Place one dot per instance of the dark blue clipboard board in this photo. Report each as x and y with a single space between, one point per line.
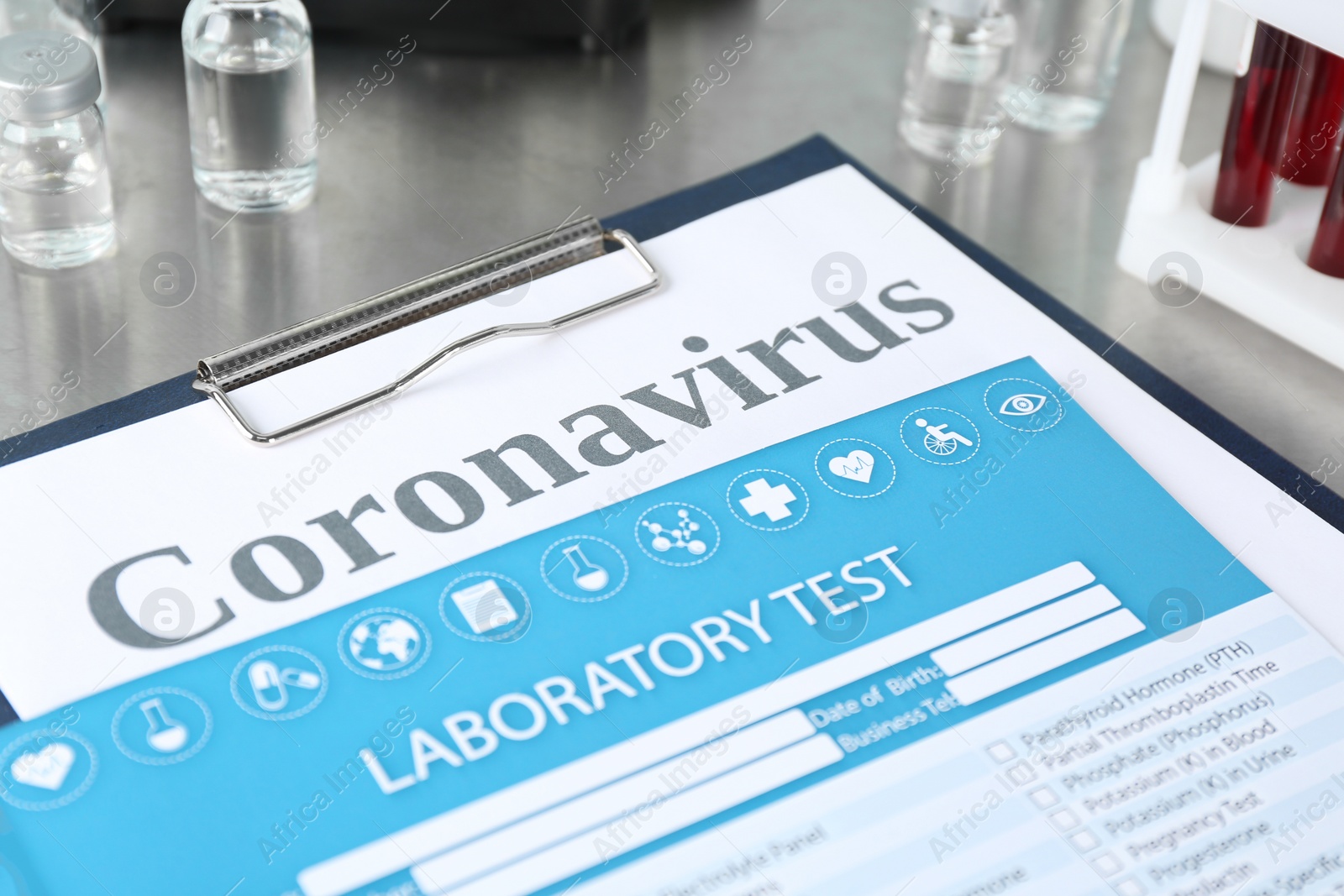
662 215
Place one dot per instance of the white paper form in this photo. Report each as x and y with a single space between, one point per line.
186 485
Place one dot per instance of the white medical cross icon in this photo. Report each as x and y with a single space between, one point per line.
772 500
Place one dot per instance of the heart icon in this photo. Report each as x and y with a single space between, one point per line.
857 465
46 768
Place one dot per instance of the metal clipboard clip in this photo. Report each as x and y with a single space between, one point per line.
452 288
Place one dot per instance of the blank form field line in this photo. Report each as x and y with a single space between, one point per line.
386 856
1023 631
1043 656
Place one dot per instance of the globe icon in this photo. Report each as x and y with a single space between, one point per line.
385 642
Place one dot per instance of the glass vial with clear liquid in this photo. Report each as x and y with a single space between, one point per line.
958 70
250 102
55 187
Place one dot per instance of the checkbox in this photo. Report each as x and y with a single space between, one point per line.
1085 841
1043 797
1063 820
1106 864
1129 887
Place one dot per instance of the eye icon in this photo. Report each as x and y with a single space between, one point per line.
1023 405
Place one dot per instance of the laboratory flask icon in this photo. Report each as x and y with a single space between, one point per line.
165 734
161 726
584 569
588 575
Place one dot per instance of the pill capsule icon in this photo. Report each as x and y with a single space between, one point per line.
268 688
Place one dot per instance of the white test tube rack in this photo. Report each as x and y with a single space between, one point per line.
1257 271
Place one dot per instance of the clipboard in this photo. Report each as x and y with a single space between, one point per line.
465 284
580 241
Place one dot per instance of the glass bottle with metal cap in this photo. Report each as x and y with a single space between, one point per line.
55 190
250 101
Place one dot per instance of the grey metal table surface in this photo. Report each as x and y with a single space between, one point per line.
460 154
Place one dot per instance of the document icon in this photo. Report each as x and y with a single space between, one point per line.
484 606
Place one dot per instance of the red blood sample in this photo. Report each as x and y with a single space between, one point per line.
1314 132
1257 128
1328 249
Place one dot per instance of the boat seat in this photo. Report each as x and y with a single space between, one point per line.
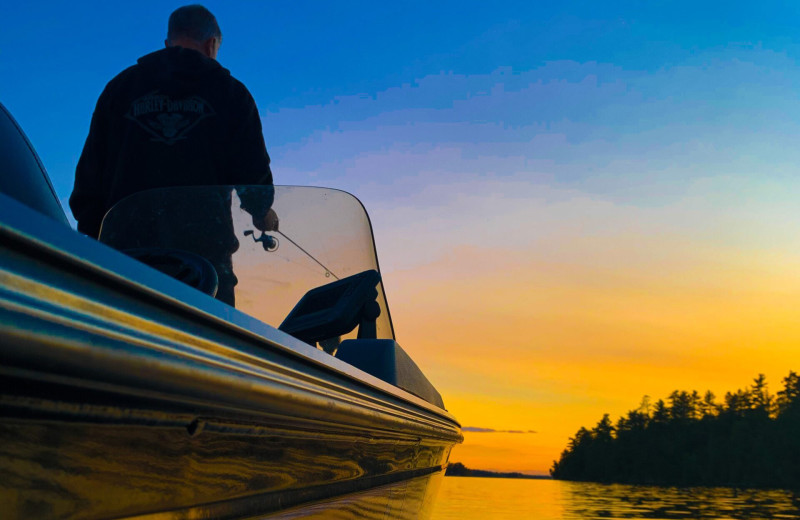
189 268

> **Goal of the exercise**:
Copy all of the records above line for line, with the pictures left out.

> **Result for this task**:
Place one dot per instance of the dark blue clipboard board in this photo. Report each as x and y with a single space between, one point per line.
662 215
Place one dot per instance of the white paper form in this photo. Report each as x and y with a single space between, one point per line.
186 485
Place one dot per instance of the white medical cross icon in this photo. Report each as x and y with a single space between, one point per line.
772 500
Place one dot per instance of the heart icon in this photo. Report each as x and y with a single space between, one point per line.
857 465
46 768
Place one dot per instance of the metal clipboard clip in this photo. Report each as x and y with a single space between, one point per line.
452 288
Place one dot per instance of the blank form field line in this photo. Report each as x and y with a single space between, one point per line.
386 856
1023 631
1043 656
Place one dot per instance of the globe icon in this photo. Report each as x and y with a single space between, one point per line.
385 642
Place one dot per instance of the glass vial with clear liquid in this photo. Report each as x and y with a single space between, one point per line.
958 70
250 102
55 187
Place one dot per instance of the checkbox in this photo. Report each as x and y with a single space between, one point per line.
1085 841
1043 797
1063 820
1106 864
1129 887
Place one dot per instance of the eye icon in this photo. Report each as x and y with a single space between, one point per line.
1023 405
Place one dot per instance of the laboratory flask icon in this photo. Report each as x and y with a single space between, one point per line.
165 734
161 726
584 569
588 575
Place one dot per instance of the pill capsule icon in this photo. Report each as x and y with a single space between, one point per line.
268 688
Place one dot per instance of the white test tube rack in this photo. Report each as x and y with a single space between, one point per line.
1257 271
Place one dot per instance of the clipboard in this photo. Report each as x and y with a single space between, one point per line.
465 284
580 241
Place one dot per instance of the glass bottle with metal cap in this photo. Report each as x and y with a single space between, one point per line.
55 190
250 101
Place one dot per instance of the grey metal table surface in this photo. Report each as x and y with a single space between, one point per line.
460 154
Place one dot per instance of the document icon in this photo. Report each as x and y with a single space between, one point per line.
484 606
Place one dot per instance of the red blood sample in this photo. Report each as x and y with a single space between, one point per line.
1314 132
1257 128
1328 249
Place one dot per instance of the boat seat in this photo. Report each as x and y with a single space between, one point per line.
189 268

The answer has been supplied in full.